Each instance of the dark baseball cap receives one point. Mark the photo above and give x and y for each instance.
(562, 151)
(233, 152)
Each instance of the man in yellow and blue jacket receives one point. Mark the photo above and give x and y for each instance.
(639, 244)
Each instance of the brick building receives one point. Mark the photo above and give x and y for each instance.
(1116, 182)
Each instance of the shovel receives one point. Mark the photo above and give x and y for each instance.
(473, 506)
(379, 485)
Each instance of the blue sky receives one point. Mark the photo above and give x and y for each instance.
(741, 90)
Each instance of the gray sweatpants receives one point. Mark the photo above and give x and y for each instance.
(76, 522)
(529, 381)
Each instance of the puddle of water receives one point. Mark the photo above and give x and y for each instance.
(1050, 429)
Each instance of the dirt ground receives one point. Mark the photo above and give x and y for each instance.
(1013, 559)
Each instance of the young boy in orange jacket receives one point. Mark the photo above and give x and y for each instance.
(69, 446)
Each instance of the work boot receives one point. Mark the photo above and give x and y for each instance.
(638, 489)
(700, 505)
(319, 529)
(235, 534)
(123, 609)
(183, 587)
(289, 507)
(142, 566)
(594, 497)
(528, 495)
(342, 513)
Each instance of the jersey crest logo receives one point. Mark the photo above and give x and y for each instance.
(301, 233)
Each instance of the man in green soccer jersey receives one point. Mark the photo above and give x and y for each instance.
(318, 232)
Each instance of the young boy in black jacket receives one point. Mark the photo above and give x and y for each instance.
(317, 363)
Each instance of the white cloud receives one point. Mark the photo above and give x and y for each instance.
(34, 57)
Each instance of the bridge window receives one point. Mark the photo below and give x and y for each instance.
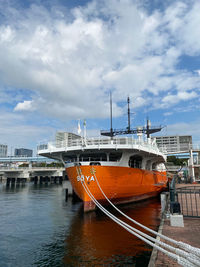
(135, 161)
(116, 156)
(95, 163)
(93, 157)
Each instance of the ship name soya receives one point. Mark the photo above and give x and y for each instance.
(86, 178)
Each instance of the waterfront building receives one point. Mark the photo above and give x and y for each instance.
(3, 150)
(23, 152)
(174, 143)
(66, 138)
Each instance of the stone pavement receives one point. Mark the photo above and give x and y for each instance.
(189, 234)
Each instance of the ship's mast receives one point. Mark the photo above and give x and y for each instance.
(111, 129)
(145, 130)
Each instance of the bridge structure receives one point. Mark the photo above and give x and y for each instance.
(189, 151)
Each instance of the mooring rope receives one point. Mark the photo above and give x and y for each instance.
(190, 261)
(180, 244)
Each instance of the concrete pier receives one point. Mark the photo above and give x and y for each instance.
(188, 233)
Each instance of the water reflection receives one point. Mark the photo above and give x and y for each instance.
(95, 240)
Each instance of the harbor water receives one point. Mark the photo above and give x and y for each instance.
(38, 228)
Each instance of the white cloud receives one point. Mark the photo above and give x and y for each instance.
(24, 106)
(176, 98)
(71, 59)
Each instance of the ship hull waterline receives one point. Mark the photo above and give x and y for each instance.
(120, 184)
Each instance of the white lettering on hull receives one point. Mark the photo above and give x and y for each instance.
(83, 178)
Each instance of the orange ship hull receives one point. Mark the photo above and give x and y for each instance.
(120, 184)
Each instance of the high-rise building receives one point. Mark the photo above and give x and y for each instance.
(23, 152)
(3, 150)
(65, 138)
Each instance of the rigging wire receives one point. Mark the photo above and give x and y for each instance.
(181, 260)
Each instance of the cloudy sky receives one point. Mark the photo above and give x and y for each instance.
(59, 59)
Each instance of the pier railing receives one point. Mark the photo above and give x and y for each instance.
(189, 199)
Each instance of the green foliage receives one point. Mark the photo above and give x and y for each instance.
(45, 164)
(176, 161)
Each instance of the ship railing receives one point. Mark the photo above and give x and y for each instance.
(97, 142)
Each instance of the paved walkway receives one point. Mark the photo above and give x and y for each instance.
(189, 234)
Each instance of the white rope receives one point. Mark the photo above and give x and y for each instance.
(133, 230)
(180, 244)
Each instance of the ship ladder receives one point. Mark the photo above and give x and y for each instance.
(185, 255)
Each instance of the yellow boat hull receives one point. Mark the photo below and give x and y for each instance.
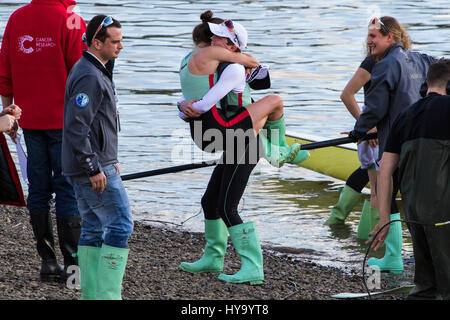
(337, 162)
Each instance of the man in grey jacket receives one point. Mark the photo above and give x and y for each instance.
(395, 84)
(89, 157)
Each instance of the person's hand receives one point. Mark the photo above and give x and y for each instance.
(98, 182)
(117, 167)
(187, 108)
(248, 72)
(378, 242)
(13, 110)
(373, 142)
(6, 123)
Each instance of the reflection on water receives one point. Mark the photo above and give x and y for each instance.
(312, 47)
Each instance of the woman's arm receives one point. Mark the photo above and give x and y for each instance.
(359, 79)
(224, 55)
(231, 79)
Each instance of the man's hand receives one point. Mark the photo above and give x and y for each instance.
(98, 182)
(187, 109)
(117, 167)
(373, 142)
(6, 123)
(13, 110)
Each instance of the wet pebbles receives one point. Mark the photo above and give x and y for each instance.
(152, 271)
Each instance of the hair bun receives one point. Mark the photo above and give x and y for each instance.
(206, 16)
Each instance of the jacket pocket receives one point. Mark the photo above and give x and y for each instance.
(101, 136)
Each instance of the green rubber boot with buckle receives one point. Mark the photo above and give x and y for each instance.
(246, 243)
(392, 260)
(277, 151)
(111, 268)
(216, 235)
(88, 257)
(347, 200)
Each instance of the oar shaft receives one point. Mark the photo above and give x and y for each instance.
(335, 142)
(157, 172)
(191, 166)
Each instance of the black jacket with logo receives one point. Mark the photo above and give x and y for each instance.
(90, 119)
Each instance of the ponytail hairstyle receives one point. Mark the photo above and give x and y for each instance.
(201, 32)
(399, 34)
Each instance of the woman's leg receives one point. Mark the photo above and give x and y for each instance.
(267, 113)
(268, 108)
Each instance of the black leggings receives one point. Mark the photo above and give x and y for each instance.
(359, 179)
(225, 189)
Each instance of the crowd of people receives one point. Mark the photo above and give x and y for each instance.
(71, 137)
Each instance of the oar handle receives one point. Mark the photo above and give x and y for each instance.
(335, 142)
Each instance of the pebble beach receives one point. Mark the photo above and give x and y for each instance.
(152, 271)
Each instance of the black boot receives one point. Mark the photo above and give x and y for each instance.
(69, 230)
(43, 233)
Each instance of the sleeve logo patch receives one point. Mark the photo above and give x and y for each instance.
(82, 100)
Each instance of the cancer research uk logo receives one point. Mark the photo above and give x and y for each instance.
(82, 100)
(28, 44)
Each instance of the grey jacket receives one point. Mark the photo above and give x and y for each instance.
(395, 85)
(90, 119)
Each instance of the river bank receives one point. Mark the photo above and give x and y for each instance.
(152, 271)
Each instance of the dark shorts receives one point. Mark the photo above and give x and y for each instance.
(213, 132)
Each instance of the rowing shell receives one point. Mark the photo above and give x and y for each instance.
(338, 162)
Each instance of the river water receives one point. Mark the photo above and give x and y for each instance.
(312, 47)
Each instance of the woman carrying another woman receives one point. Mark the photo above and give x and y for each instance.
(229, 178)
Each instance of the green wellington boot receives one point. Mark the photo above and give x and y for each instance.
(88, 257)
(246, 242)
(278, 152)
(347, 200)
(111, 268)
(392, 260)
(364, 225)
(216, 235)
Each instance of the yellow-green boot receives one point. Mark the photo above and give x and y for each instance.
(88, 258)
(392, 260)
(216, 235)
(347, 200)
(246, 242)
(111, 268)
(364, 225)
(277, 151)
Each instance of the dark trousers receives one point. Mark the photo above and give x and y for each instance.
(226, 187)
(44, 174)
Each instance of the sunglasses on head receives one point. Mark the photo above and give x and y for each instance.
(229, 24)
(376, 23)
(105, 23)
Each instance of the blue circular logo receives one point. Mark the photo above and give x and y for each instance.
(82, 100)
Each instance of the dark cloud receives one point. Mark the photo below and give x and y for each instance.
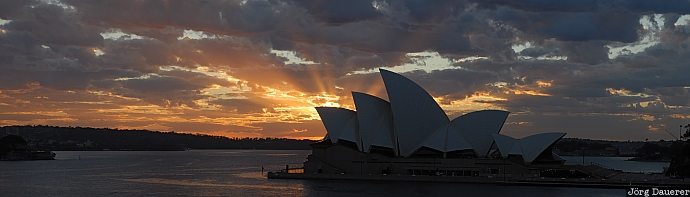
(675, 6)
(340, 11)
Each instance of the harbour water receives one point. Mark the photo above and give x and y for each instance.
(219, 173)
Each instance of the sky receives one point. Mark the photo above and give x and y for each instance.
(598, 69)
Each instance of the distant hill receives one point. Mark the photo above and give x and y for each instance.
(84, 138)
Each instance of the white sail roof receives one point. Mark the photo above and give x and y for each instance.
(340, 123)
(505, 144)
(477, 128)
(375, 121)
(416, 115)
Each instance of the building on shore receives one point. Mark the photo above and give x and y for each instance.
(15, 148)
(411, 135)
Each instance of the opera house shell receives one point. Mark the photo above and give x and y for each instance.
(403, 134)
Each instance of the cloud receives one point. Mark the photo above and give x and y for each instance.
(212, 66)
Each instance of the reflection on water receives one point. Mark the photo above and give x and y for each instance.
(619, 163)
(218, 173)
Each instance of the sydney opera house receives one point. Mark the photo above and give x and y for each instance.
(411, 135)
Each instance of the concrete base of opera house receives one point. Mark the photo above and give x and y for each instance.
(495, 180)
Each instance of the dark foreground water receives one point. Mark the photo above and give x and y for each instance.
(219, 173)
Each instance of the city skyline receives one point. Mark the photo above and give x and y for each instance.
(595, 69)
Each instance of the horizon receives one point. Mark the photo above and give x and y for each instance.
(594, 70)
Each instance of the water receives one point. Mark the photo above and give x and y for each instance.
(620, 163)
(219, 173)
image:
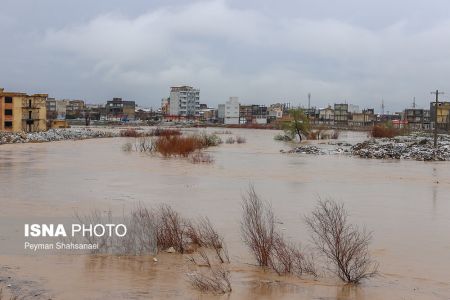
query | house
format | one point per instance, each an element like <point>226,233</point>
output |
<point>22,112</point>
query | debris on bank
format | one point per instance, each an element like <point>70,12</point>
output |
<point>52,135</point>
<point>414,147</point>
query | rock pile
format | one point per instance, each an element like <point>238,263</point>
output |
<point>52,135</point>
<point>413,147</point>
<point>307,149</point>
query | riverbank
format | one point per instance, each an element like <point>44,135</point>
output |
<point>54,135</point>
<point>414,147</point>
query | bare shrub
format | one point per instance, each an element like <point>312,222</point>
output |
<point>287,258</point>
<point>343,244</point>
<point>258,226</point>
<point>106,243</point>
<point>215,279</point>
<point>170,229</point>
<point>230,140</point>
<point>141,232</point>
<point>127,147</point>
<point>335,134</point>
<point>140,237</point>
<point>201,157</point>
<point>210,238</point>
<point>130,132</point>
<point>240,140</point>
<point>143,144</point>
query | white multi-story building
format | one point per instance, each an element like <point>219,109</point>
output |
<point>232,111</point>
<point>184,101</point>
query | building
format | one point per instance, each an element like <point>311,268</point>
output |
<point>365,118</point>
<point>165,106</point>
<point>221,113</point>
<point>417,118</point>
<point>120,110</point>
<point>443,115</point>
<point>341,113</point>
<point>326,115</point>
<point>74,108</point>
<point>232,111</point>
<point>50,105</point>
<point>22,112</point>
<point>184,101</point>
<point>253,114</point>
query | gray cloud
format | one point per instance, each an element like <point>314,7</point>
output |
<point>261,53</point>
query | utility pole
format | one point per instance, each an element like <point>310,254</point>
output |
<point>309,101</point>
<point>437,93</point>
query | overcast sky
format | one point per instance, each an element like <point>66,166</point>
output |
<point>261,51</point>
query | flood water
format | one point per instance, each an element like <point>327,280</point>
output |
<point>406,204</point>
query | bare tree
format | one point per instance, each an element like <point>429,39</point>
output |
<point>258,226</point>
<point>288,258</point>
<point>344,244</point>
<point>214,279</point>
<point>170,229</point>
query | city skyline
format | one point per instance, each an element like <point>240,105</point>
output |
<point>257,50</point>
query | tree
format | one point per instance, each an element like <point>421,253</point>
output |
<point>343,244</point>
<point>298,125</point>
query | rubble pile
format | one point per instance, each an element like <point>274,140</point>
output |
<point>415,147</point>
<point>52,135</point>
<point>307,149</point>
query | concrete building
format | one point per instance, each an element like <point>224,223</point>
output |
<point>443,115</point>
<point>184,101</point>
<point>365,118</point>
<point>22,112</point>
<point>232,111</point>
<point>74,108</point>
<point>417,118</point>
<point>165,106</point>
<point>341,113</point>
<point>120,110</point>
<point>326,115</point>
<point>253,114</point>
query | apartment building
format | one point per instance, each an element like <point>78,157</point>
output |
<point>341,114</point>
<point>184,101</point>
<point>22,112</point>
<point>120,110</point>
<point>231,114</point>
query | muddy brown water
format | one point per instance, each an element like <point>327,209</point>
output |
<point>406,204</point>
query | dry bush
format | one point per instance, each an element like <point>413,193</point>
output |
<point>258,227</point>
<point>143,144</point>
<point>140,238</point>
<point>343,244</point>
<point>335,134</point>
<point>141,232</point>
<point>210,238</point>
<point>382,131</point>
<point>176,145</point>
<point>230,140</point>
<point>127,147</point>
<point>170,229</point>
<point>215,279</point>
<point>201,157</point>
<point>240,140</point>
<point>106,243</point>
<point>10,298</point>
<point>164,132</point>
<point>287,258</point>
<point>130,132</point>
<point>312,135</point>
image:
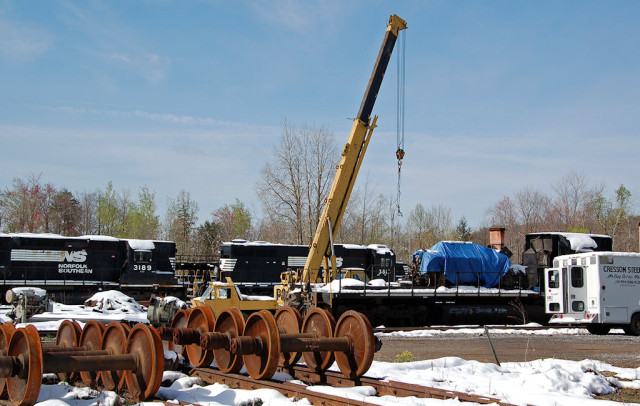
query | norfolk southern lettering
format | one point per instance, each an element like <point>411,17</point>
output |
----
**YOUR OBJECTIVE**
Convert everything from the beginning of the items down through the line containing "(1050, 429)" into a numbered list, omitting any blank lines.

**RESULT**
1. Each instance of the dark baseball cap receives one point. Mark the photo above and give x and y for each instance.
2. (562, 151)
3. (233, 152)
4. Each instance of the man in yellow and blue jacket receives one point. Mark the photo above and give x and y for each instance.
5. (639, 244)
6. Each instance of the brick building receives one point. Mark the photo above and give x and y for each instance.
7. (1116, 182)
8. Each instance of the shovel receives one point. Mark the photo above and give x and y for each instance.
9. (473, 506)
10. (379, 485)
11. Each instance of the blue sky receives one point. Mark the photo above and give x and y for each instance.
12. (741, 90)
13. Each instance of the gray sweatpants receives one point. Mark the photo above and give x and y for each instance.
14. (76, 522)
15. (529, 381)
16. Each instance of the puddle of water receives one point. Mark the photo above and give x and y for each instance.
17. (1050, 429)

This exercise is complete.